### WHAT IS NEEDED
Count the lines in the entries below that contain the word "coffee", and reply with the number alone.

### TASK DATA
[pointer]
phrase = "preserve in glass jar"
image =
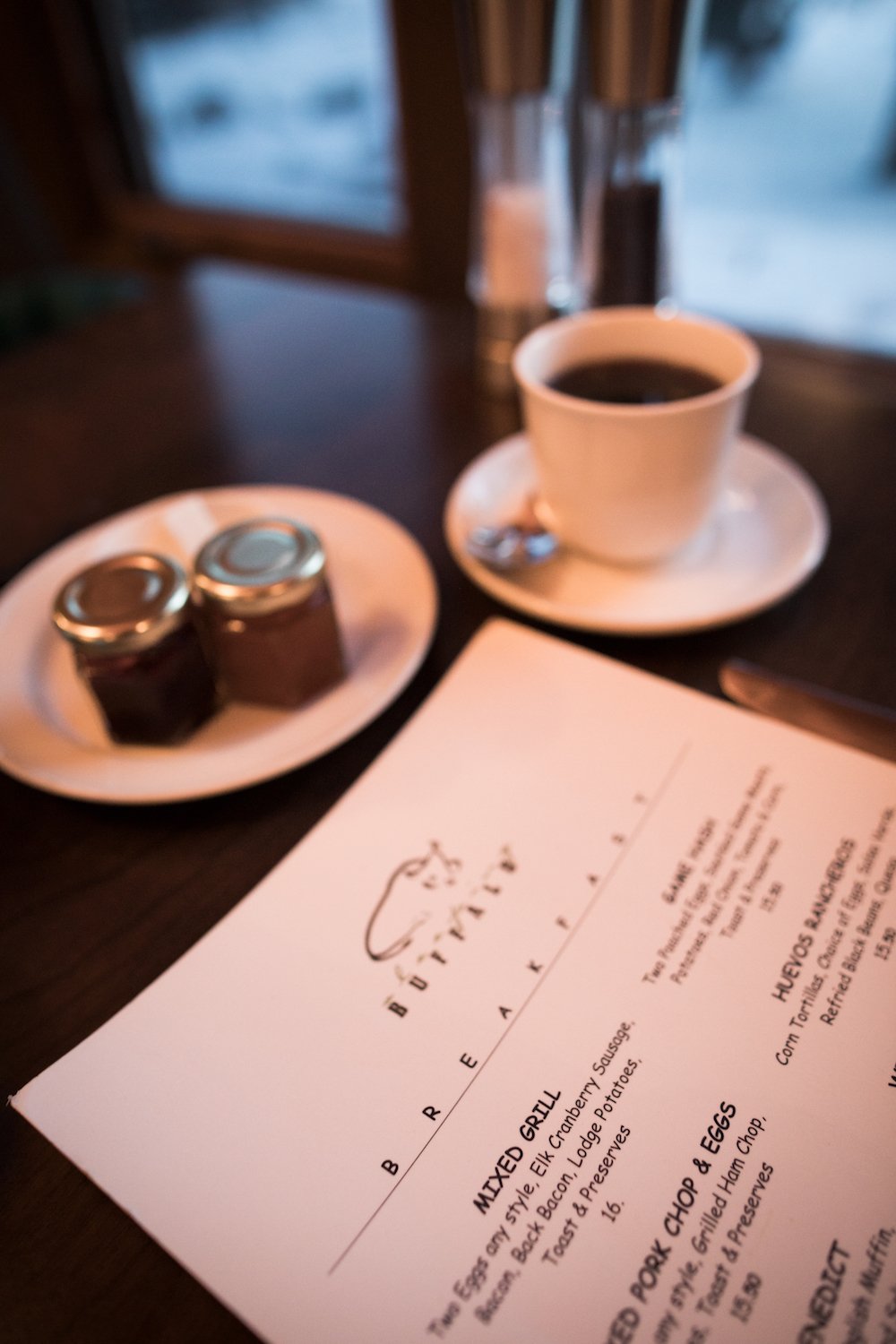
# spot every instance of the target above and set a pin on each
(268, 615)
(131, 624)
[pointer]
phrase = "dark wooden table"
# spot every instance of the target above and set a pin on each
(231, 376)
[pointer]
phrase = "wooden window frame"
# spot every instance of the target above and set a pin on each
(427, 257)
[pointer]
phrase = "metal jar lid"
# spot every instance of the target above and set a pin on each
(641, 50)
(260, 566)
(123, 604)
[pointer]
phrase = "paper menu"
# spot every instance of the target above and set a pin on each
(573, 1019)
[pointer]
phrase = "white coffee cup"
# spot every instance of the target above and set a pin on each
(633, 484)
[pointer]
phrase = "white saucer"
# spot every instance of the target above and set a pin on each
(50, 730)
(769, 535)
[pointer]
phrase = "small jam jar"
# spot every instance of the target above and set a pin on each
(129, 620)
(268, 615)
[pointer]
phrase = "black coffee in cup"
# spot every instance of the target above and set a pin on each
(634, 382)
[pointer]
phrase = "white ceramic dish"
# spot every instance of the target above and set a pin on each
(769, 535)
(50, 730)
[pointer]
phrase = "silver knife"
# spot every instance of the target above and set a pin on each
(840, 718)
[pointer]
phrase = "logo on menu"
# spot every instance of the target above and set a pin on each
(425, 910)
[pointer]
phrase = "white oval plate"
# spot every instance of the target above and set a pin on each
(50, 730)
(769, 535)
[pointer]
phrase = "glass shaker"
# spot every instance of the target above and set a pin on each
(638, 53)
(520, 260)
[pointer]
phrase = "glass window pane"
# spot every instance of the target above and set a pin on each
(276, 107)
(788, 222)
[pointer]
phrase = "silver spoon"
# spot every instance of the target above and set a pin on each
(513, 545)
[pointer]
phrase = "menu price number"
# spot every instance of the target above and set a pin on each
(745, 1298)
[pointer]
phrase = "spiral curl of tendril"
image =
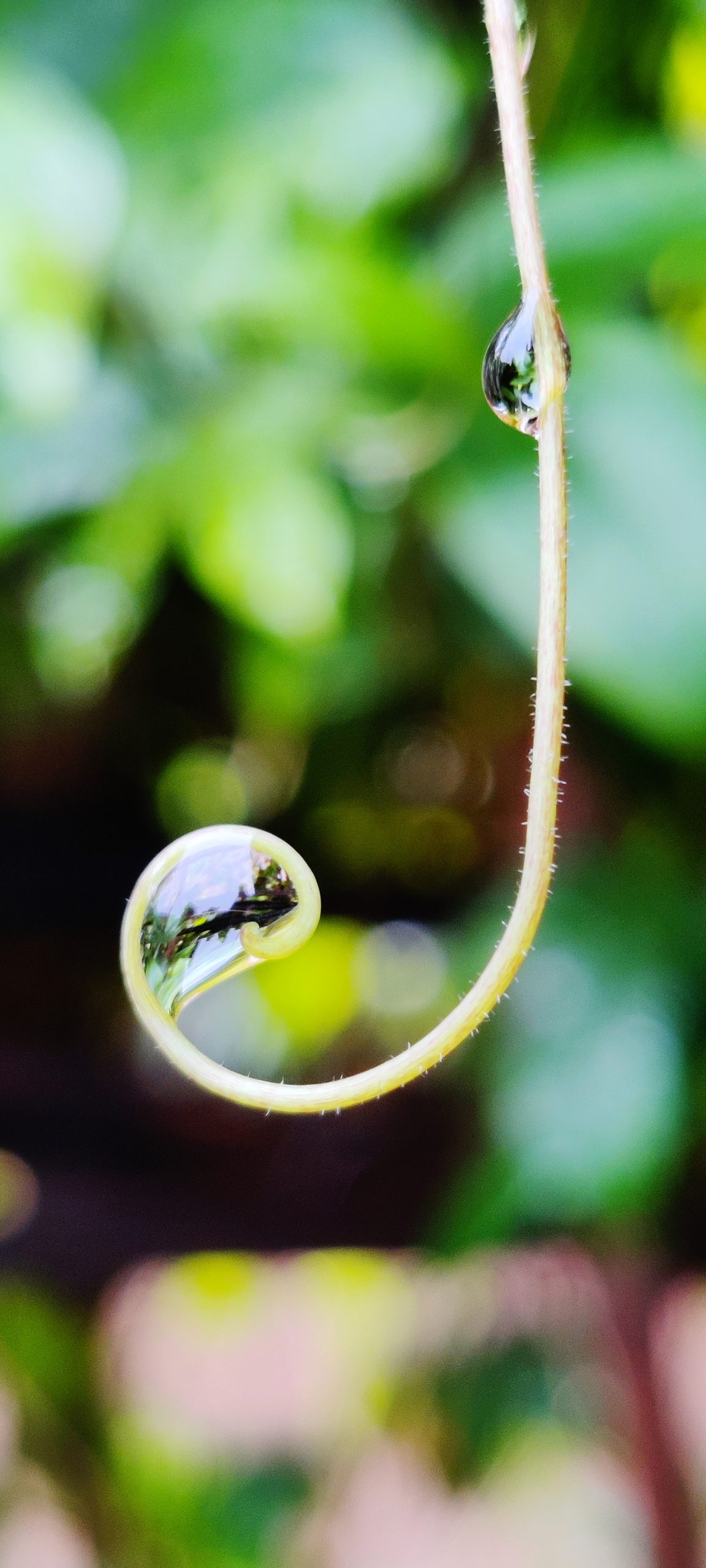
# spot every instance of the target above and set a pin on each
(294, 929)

### RESULT OF THIS TASK
2